* START Selected text *

Philip Hershkovitz collected the bird in question—a Wattled Curassow—back in 1952. Curator of mammals at the Field from 1947 until his death in 1997, Hershkovitz was a towering figure in mammalogy (and an energetic collector of birds, lizards, and other creatures as well). He got more done in his eighties than a lot of us accomplish in our twenties. His obituary reported that “[Collections] he made in southeastern Brazil mainly as an octogenarian included 17 new species and four new genera.”

Hershkovitz sounds like a colorful figure. Apparently, whenever he was short on cash during an expedition in Ecuador, he’d spend a few weeks trading horses on the Peruvian border until he had enough to fund his next collecting trip. My favorite story about Hershkovitz, though, is that as a 75-year-old curator emeritus, with offices in the museum three stories apart, he never used the elevator. I think about that every time I head upstairs.

* END Selected text *
* START Information shown *

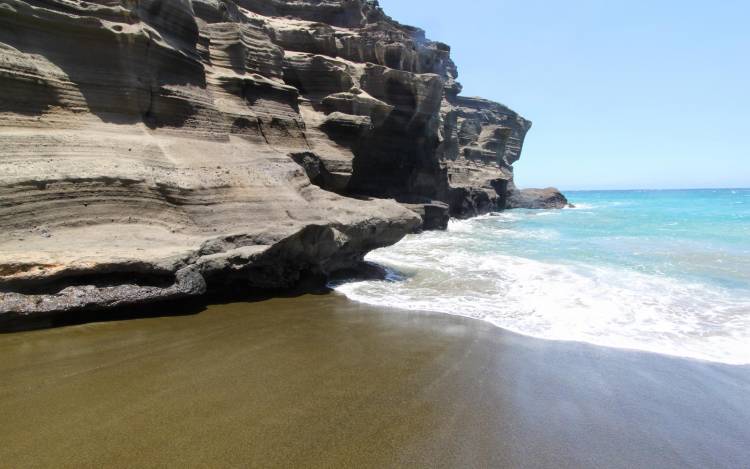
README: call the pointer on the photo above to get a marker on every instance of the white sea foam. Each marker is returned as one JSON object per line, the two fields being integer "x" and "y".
{"x": 602, "y": 305}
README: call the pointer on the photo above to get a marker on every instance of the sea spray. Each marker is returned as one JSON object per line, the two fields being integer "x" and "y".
{"x": 660, "y": 271}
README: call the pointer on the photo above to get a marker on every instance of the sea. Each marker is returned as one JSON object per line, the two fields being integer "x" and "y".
{"x": 664, "y": 271}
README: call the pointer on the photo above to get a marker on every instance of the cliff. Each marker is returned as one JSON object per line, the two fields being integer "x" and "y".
{"x": 151, "y": 149}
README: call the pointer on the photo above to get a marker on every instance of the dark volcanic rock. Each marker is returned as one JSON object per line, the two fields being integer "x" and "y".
{"x": 154, "y": 149}
{"x": 536, "y": 198}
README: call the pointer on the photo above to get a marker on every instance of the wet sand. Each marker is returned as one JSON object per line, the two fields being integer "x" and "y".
{"x": 319, "y": 381}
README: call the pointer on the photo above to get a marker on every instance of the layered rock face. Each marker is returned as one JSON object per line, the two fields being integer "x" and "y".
{"x": 151, "y": 149}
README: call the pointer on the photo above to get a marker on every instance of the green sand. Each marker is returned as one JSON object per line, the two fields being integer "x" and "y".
{"x": 319, "y": 381}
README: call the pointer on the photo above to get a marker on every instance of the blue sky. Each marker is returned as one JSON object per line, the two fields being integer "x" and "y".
{"x": 623, "y": 94}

* END Information shown *

- **Directives**:
(A) Answer these questions from the passage about Philip Hershkovitz:
(i) In what year did he collect the Wattled Curassow?
(ii) According to his obituary, how many new species were among the collections he made in southeastern Brazil?
(iii) Where did he trade horses when he ran short of cash during an expedition in Ecuador?
(B) Find each line in the records that contains the word "rock", and copy out those lines.

- **Completed exercise**:
(A)
(i) 1952
(ii) 17
(iii) On the Peruvian border

(B)
README: call the pointer on the photo above to get a marker on every instance of the dark volcanic rock. Each marker is returned as one JSON object per line, the two fields being integer "x" and "y".
README: call the pointer on the photo above to get a marker on every instance of the layered rock face. Each marker is returned as one JSON object per line, the two fields being integer "x" and "y".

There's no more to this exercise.